───── Passage cité ─────

Maire de Cazaubon - Barbotan-les-Thermes depuis 2014, Jean-Michel Augré s’est bien juré de ne pas lâcher l’affaire. L’affaire ? Des antennes relais installées depuis quelques jours sur le clocher de l’église du village par l’opérateur Free. L’édile cazaubonnais et ses 19 conseillers municipaux, qui avaient voté « oui » à l’unanimité pour cette installation, se disent floués par l’opérateur qui leur avait présenté une image trompeuse lors des négociations. Jean-Michel Augré, soutenu par de nombreux riverains, a adressé un courrier à Free en leur demandant de démonter ces relais et de trouver ensemble une autre solution. La réponse est attendue au plus tard le 15 juin prochain. Sans ça, l’affaire pourrait bien aller au tribunal.
- Monsieur le maire, n’avez-vous pas l’impression de vous être fait avoir par Free ?
- Oui, tout à fait. Lorsque Free nous a proposé d’utiliser le clocher de Cazaubon pour poser les antennes, nous, nous y avons vu un intérêt, car nous souffrons un peu d’un enclavement dans ses territoires ruraux qui sont les nôtres. Pour nous, c’est une opportunité d’offrir une couverture internet. Donc par rapport à ça, c’était bien. Et dans le dossier qui nous était présenté, sur les images de simulation, l’impact visuel n’est pas du tout en ligne avec ce qu’il nous ont fait là.

───── Liste fournie ─────

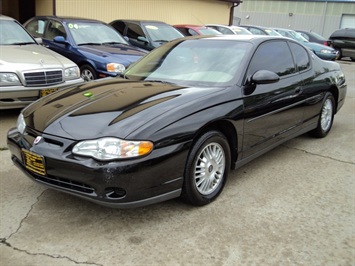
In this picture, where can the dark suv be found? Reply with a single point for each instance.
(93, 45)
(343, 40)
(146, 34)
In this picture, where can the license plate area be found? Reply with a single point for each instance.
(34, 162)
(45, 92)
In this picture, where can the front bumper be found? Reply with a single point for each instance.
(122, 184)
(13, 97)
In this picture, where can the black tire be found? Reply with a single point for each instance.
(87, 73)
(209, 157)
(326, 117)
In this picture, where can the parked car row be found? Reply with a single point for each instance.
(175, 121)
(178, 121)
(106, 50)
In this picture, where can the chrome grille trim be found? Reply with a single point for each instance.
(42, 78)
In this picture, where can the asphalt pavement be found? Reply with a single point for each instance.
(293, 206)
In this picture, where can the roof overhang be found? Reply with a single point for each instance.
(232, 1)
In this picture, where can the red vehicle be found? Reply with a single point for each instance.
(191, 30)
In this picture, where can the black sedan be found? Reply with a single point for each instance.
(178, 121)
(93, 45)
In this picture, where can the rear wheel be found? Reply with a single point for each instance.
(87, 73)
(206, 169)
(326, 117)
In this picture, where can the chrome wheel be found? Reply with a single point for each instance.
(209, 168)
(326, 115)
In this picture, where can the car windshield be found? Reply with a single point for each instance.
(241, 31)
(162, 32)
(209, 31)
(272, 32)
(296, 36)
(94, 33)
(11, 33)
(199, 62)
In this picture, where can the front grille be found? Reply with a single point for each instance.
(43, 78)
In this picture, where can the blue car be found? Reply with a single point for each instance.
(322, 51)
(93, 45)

─────
───── Liste fournie ─────

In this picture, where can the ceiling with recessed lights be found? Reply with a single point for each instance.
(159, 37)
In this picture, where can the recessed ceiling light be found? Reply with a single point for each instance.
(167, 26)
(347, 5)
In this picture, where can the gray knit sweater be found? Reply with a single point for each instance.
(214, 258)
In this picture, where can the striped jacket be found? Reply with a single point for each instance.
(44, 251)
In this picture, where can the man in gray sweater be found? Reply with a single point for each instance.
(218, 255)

─────
───── Liste fournie ─────

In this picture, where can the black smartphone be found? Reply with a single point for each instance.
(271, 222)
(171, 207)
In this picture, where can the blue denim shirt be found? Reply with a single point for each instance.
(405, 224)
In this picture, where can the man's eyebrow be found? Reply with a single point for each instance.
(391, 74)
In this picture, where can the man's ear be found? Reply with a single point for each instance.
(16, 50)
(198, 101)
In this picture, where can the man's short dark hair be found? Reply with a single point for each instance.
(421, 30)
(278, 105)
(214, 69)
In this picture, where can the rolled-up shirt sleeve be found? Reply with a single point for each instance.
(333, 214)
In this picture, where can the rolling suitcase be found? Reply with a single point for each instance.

─────

* **Tâches à réaliser**
[1] Répondez aux questions suivantes à partir de l'article sur les antennes de Cazaubon :
(a) Depuis quelle année Jean-Michel Augré est-il maire de Cazaubon - Barbotan-les-Thermes ?
(b) Combien de conseillers municipaux ont voté avec lui pour l'installation ?
(c) Quelle est la date limite fixée pour la réponse de Free ?
[2] Résumez l'article sur les antennes de Cazaubon en deux phrases, s'il vous plaît.
[3] Traduisez en anglais cette phrase de l'article sur les antennes de Cazaubon : « Pour nous, c’est une opportunité d’offrir une couverture internet. »

* **Réponses finales**
[1]
(a) Depuis 2014.
(b) 19 conseillers municipaux.
(c) Le 15 juin prochain au plus tard.

[2] Le maire de Cazaubon - Barbotan-les-Thermes et ses conseillers, qui avaient voté à l'unanimité l'installation d'antennes relais de Free sur le clocher de l'église, s'estiment floués, car l'impact visuel ne correspond pas aux images de simulation présentées. Soutenu par de nombreux riverains, le maire a demandé par courrier à Free de démonter ces relais et attend une réponse d'ici le 15 juin, faute de quoi l'affaire pourrait aller au tribunal.

[3] For us, it is an opportunity to offer internet coverage.